__Directions for this task__
Write out only the lines running from the one that contains "Highlight every bridle." to the end of the material, both ends included.

__Data extract__
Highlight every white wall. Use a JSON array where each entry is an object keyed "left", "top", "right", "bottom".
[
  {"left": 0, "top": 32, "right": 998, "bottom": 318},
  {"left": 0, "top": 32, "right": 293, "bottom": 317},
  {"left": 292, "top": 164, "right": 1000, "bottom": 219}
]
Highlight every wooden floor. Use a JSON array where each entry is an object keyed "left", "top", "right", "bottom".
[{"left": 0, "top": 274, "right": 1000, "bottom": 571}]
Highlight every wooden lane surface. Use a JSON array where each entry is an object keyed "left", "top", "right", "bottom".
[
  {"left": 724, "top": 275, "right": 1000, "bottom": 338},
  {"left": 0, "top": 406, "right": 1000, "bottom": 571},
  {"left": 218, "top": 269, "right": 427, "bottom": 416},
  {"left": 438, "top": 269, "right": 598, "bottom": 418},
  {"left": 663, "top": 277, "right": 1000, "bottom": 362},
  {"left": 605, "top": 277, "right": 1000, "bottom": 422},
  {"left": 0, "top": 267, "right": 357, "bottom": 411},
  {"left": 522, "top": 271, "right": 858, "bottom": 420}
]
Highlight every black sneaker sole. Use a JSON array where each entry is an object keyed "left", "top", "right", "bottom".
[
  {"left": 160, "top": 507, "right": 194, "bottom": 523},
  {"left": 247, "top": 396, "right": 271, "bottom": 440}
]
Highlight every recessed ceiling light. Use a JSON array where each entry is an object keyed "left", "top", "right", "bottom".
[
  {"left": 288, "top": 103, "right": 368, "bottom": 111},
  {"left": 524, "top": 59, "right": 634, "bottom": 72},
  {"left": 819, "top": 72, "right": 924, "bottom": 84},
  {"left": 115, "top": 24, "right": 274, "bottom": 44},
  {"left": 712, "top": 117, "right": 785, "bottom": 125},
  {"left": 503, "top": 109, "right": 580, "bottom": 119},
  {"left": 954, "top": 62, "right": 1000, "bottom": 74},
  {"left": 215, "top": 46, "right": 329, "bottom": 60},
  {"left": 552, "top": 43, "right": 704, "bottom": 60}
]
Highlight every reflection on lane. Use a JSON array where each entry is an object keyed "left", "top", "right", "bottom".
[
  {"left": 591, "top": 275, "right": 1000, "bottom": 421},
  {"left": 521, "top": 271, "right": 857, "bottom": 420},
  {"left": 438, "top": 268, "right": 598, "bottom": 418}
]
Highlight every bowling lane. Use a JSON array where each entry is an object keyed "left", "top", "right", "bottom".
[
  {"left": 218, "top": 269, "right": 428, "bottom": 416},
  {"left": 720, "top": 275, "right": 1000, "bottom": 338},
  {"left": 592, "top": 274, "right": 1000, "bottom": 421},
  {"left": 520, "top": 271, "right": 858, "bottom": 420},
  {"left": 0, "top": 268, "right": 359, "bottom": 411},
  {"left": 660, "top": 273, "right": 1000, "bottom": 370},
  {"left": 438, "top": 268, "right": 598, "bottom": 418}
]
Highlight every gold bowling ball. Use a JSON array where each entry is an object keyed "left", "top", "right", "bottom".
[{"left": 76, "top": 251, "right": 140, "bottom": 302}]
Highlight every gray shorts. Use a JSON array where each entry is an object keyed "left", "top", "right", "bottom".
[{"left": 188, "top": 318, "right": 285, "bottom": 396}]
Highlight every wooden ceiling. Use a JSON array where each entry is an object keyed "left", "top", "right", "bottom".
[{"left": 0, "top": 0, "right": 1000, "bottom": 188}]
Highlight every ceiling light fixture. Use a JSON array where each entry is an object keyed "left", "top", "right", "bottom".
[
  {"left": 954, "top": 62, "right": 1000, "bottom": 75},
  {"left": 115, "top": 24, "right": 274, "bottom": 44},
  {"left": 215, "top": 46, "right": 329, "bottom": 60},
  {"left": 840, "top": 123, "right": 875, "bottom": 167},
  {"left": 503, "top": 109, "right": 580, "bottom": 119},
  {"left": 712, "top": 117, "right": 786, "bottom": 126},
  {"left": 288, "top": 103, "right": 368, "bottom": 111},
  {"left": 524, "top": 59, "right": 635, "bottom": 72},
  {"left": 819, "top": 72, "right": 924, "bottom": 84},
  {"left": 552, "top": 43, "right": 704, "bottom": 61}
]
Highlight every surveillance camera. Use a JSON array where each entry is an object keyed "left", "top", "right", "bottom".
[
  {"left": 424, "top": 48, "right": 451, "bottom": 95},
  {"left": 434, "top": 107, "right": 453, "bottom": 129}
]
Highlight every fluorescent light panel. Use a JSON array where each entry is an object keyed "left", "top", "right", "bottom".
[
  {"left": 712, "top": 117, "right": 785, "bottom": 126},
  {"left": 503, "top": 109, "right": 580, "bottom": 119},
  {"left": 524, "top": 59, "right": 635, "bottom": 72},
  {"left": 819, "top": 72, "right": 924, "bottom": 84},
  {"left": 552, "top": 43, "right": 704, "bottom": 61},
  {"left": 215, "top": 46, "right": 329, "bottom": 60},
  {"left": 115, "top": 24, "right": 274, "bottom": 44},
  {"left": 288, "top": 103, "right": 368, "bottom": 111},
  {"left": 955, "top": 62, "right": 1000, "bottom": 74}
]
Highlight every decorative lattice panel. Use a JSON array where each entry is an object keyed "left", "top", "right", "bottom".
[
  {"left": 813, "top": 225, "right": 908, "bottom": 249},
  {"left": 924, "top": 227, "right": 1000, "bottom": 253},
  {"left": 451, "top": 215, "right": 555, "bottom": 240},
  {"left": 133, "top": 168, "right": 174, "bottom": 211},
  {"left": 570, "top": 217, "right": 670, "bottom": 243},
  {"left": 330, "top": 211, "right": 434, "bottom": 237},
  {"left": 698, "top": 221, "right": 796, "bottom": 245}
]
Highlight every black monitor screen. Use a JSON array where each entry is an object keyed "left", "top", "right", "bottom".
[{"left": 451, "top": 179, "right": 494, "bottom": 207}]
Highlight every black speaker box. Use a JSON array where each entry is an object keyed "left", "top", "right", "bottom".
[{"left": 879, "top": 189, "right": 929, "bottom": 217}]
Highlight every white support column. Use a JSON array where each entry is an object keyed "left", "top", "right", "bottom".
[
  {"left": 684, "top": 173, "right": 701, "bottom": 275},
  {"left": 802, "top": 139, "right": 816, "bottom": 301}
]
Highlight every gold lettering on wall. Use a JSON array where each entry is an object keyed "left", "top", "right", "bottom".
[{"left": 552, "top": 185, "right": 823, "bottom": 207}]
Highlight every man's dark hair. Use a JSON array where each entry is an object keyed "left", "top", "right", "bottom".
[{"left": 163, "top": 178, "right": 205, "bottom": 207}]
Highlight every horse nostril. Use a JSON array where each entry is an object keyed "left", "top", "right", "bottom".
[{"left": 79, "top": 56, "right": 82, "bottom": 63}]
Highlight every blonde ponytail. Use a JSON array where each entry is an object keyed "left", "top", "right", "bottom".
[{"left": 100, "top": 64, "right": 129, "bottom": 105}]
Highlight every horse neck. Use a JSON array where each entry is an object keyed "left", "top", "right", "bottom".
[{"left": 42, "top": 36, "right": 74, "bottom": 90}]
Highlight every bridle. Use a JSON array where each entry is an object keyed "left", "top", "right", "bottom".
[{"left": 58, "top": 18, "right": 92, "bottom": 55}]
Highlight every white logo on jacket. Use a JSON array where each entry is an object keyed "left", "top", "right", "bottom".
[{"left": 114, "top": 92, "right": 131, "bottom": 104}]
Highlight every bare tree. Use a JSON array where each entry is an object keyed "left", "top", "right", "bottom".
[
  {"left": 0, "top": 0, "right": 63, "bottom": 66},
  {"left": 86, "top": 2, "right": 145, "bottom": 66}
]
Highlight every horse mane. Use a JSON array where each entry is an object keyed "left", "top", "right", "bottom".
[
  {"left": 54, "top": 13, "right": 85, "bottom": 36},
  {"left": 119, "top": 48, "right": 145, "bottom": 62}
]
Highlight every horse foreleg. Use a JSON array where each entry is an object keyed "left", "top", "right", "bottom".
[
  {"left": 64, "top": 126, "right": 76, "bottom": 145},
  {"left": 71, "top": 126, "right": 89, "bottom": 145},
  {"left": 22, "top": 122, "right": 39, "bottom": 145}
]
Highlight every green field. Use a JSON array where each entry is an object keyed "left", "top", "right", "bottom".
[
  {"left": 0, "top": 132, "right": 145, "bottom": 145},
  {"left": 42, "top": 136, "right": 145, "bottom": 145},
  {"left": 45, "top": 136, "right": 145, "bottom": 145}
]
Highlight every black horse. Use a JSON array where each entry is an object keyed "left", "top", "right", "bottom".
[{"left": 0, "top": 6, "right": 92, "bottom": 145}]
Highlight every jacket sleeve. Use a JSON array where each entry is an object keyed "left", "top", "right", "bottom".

__Answer to this exercise__
Highlight every bridle. Use a JSON array where each entry is an object keyed "left", "top", "right", "bottom".
[{"left": 58, "top": 18, "right": 92, "bottom": 55}]
Highlight every white logo on jacket. Use a JSON array where each entry is an object keyed "left", "top", "right", "bottom".
[{"left": 114, "top": 92, "right": 131, "bottom": 104}]
Highlight every bare tree. Use a JSON array where each entry is an object keyed "left", "top", "right", "bottom".
[
  {"left": 0, "top": 0, "right": 63, "bottom": 66},
  {"left": 86, "top": 2, "right": 145, "bottom": 66}
]
Highlight every horse mane. Use a JSON array where each entry is an object keyed "left", "top", "right", "bottom".
[
  {"left": 54, "top": 13, "right": 85, "bottom": 36},
  {"left": 119, "top": 48, "right": 145, "bottom": 62}
]
Highlight every horse foreleg. Use a JSON array where each entry is an object keyed "left", "top", "right", "bottom".
[
  {"left": 64, "top": 126, "right": 76, "bottom": 145},
  {"left": 71, "top": 126, "right": 89, "bottom": 145},
  {"left": 22, "top": 122, "right": 39, "bottom": 145}
]
Highlight every green field. Use a JSON array where each entry is an object keyed "left", "top", "right", "bottom".
[
  {"left": 0, "top": 132, "right": 145, "bottom": 145},
  {"left": 42, "top": 136, "right": 145, "bottom": 145},
  {"left": 45, "top": 136, "right": 145, "bottom": 145}
]
Highlight every black horse. Use a JSON array where each entry is an object keyed "left", "top", "right", "bottom".
[{"left": 0, "top": 6, "right": 92, "bottom": 145}]
Highlight every jacket sleeve. Use a JSON array where each entry is an object keyed "left", "top", "right", "bottom".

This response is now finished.